RECORD SET →

--------------------------------

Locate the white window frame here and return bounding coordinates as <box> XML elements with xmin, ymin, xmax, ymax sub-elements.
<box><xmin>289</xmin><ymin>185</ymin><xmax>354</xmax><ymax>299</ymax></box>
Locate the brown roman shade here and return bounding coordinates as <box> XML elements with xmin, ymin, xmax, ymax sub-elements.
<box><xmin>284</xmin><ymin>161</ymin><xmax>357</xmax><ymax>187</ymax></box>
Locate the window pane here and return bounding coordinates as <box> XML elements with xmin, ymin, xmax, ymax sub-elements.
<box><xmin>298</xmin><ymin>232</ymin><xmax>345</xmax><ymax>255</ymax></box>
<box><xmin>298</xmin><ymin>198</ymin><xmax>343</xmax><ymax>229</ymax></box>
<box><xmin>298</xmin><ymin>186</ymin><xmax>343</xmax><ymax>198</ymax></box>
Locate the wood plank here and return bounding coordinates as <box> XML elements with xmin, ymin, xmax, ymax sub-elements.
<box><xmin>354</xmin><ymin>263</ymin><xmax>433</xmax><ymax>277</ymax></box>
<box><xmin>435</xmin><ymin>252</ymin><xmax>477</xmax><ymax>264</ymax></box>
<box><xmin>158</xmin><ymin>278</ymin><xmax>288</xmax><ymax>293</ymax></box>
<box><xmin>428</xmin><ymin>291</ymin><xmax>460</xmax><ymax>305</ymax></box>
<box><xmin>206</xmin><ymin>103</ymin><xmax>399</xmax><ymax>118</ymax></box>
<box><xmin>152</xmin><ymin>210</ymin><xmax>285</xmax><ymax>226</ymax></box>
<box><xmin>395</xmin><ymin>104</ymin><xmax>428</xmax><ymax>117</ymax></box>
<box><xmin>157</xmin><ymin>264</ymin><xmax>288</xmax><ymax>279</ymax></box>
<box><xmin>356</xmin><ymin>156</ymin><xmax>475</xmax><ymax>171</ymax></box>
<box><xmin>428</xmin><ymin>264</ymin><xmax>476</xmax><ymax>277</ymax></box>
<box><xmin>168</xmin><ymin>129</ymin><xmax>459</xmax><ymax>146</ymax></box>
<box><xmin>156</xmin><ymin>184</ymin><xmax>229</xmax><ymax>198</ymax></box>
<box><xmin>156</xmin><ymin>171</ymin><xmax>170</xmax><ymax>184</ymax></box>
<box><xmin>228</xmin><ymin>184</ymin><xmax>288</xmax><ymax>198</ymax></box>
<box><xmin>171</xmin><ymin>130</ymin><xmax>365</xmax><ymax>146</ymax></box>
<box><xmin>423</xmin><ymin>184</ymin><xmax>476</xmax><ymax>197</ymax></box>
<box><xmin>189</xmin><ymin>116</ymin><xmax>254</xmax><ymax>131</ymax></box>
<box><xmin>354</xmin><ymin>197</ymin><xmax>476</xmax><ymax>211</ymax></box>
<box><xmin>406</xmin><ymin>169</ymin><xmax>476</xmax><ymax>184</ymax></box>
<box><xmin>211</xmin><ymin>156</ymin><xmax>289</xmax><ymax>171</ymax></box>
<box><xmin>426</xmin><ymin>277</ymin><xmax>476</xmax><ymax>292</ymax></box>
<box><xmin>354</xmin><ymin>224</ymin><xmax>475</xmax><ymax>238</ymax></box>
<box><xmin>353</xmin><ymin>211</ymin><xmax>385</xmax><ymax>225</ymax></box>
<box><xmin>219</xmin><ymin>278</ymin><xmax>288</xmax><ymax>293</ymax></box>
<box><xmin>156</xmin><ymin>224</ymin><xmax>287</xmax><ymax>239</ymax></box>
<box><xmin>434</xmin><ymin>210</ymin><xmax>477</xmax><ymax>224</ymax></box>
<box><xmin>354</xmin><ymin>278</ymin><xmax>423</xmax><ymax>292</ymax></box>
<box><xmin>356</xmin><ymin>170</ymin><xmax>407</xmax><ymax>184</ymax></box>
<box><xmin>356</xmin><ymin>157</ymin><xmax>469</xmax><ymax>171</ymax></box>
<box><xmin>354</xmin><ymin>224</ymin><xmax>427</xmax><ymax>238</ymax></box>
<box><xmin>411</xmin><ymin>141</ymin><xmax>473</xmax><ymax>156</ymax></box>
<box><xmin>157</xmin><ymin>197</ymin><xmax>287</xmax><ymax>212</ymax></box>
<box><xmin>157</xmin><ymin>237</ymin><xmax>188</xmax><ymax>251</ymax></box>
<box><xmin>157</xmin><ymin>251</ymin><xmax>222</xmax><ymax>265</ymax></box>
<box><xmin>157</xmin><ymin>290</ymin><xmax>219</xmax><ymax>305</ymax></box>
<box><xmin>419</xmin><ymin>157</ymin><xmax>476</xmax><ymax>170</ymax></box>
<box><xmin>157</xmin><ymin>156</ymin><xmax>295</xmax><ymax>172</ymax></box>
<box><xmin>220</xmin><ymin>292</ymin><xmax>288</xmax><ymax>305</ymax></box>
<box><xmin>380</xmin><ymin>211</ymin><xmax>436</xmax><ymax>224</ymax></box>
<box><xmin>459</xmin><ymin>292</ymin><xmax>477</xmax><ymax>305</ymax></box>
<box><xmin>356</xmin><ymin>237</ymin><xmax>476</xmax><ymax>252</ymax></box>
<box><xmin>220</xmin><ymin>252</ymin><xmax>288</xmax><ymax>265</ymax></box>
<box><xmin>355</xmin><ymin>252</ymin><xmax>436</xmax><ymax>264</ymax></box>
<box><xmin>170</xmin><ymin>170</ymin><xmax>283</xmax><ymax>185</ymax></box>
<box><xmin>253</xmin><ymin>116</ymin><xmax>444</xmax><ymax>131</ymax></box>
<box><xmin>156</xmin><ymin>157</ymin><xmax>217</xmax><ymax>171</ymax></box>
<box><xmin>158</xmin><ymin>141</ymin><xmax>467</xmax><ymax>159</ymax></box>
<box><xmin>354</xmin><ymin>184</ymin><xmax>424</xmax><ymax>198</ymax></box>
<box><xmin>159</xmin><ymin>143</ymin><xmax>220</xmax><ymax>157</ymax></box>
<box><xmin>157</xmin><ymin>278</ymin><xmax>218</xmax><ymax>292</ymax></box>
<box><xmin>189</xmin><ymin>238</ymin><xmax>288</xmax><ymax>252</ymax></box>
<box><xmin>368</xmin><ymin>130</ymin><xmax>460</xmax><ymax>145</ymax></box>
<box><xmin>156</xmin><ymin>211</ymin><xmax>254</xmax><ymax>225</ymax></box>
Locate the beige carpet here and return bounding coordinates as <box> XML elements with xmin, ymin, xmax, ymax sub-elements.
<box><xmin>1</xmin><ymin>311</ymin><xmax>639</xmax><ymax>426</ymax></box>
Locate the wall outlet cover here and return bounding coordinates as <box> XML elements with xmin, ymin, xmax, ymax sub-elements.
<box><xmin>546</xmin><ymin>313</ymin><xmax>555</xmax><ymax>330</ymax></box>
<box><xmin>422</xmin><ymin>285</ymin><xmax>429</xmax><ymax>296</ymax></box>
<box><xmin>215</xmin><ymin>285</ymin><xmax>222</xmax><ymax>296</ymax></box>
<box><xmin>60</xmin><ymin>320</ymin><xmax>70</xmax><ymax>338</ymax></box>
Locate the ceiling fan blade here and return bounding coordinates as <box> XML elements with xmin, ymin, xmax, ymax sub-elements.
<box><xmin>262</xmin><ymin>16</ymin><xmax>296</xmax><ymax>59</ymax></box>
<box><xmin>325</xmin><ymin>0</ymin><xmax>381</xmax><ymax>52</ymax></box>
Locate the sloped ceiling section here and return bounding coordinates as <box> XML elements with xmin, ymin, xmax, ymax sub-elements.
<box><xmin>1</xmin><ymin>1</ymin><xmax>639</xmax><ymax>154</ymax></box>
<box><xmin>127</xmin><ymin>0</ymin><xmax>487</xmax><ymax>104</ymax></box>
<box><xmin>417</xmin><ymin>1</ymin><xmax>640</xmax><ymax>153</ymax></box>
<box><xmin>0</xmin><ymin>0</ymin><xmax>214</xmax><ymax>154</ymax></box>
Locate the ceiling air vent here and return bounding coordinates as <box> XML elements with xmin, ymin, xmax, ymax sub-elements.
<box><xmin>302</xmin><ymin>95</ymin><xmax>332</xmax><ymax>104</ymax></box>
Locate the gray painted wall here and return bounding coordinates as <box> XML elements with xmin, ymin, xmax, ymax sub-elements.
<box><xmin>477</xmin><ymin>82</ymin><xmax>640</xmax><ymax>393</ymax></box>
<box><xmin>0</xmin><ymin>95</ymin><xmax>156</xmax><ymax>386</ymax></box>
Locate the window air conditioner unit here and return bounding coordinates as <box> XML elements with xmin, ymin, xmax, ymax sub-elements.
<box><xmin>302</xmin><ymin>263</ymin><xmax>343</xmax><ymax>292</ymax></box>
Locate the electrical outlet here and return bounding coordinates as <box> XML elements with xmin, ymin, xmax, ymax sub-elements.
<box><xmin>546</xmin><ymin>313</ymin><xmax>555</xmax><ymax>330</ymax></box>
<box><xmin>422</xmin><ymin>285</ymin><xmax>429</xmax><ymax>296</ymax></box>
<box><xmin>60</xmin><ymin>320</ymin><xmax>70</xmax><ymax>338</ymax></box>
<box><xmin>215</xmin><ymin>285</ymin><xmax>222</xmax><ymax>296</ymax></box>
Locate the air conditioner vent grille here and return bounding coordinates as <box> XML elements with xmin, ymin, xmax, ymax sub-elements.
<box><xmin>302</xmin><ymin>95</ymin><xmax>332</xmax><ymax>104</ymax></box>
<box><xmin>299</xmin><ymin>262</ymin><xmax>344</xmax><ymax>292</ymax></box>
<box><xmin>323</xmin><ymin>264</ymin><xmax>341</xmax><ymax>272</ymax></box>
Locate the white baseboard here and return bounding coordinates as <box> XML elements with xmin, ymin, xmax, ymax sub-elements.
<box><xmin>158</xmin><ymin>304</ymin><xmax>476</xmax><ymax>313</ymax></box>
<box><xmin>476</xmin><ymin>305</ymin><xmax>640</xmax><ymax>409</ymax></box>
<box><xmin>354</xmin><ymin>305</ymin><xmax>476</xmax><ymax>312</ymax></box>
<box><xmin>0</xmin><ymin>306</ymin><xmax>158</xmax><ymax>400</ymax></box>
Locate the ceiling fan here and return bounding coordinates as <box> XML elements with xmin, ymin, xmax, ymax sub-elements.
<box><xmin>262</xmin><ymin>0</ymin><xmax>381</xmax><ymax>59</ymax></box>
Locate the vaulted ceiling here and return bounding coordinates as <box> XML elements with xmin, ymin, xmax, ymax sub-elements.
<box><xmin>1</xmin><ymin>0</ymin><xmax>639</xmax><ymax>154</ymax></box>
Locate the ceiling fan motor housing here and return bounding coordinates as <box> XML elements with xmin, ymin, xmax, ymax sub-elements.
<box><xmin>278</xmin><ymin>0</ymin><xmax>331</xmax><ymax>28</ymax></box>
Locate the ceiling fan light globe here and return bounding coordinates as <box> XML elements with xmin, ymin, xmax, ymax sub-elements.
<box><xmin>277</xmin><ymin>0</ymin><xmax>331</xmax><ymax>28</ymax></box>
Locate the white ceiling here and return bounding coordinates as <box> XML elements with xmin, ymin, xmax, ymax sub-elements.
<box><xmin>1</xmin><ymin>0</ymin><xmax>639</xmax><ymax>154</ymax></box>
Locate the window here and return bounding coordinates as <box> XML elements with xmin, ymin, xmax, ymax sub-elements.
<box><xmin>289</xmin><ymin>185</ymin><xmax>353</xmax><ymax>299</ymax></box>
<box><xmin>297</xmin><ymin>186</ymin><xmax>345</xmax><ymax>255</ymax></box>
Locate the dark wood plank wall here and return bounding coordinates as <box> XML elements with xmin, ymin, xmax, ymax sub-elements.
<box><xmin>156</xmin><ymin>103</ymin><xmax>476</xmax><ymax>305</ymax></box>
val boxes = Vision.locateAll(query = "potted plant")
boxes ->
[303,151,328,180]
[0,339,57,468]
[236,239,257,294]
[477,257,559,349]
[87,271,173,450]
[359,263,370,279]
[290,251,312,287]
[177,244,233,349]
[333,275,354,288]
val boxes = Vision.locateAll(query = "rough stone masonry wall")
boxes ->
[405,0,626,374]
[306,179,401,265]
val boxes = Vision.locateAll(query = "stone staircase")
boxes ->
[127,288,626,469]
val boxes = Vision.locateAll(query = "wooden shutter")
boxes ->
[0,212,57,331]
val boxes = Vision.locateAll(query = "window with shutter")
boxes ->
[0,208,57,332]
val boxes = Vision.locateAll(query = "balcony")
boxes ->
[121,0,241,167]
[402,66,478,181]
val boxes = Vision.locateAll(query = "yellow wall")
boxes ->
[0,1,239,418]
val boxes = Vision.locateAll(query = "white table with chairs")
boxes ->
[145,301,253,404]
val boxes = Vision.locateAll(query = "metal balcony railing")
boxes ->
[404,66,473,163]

--------------------------------

WHAT NEEDS TO BE DONE → Please show the lines of the material that contain the string "balcony".

WRITTEN SOLUTION →
val boxes = Vision.locateAll(query = "balcony")
val boxes = Vision.locateAll(query = "metal balcony railing")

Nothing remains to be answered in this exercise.